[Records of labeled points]
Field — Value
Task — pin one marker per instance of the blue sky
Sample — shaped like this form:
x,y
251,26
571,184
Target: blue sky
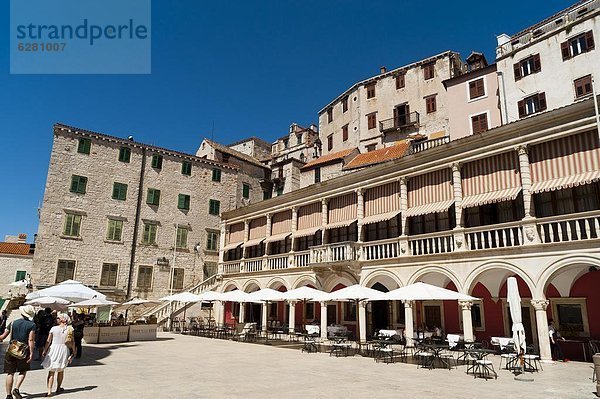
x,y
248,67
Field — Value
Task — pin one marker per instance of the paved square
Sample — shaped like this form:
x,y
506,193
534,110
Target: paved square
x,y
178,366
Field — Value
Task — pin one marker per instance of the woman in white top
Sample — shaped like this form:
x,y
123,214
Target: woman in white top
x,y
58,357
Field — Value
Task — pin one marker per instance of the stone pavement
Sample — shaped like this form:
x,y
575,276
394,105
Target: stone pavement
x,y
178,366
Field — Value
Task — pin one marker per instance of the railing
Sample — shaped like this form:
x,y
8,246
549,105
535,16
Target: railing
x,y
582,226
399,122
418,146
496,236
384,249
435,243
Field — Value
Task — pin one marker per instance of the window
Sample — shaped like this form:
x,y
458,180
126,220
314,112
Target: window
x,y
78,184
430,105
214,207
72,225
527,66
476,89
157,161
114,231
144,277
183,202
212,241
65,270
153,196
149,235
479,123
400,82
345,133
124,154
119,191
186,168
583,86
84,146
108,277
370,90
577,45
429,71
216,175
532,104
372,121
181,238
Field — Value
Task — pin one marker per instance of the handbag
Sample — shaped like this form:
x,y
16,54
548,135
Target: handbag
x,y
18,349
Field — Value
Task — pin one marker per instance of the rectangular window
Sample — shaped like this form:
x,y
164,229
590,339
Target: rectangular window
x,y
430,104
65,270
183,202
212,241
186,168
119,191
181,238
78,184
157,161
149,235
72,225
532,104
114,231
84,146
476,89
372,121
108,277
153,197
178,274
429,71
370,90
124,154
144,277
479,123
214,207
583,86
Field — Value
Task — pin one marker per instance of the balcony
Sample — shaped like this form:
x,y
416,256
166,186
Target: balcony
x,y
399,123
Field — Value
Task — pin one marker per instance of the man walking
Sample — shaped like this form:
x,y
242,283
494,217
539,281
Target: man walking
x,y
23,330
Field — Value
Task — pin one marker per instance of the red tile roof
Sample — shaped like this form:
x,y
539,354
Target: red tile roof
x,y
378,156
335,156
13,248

**What is being asked:** Collect every line of the entries above that contains the string "handbag", matching case exactly.

**Result of the exercise:**
Task — pin one marker per instance of the handbag
Target: handbag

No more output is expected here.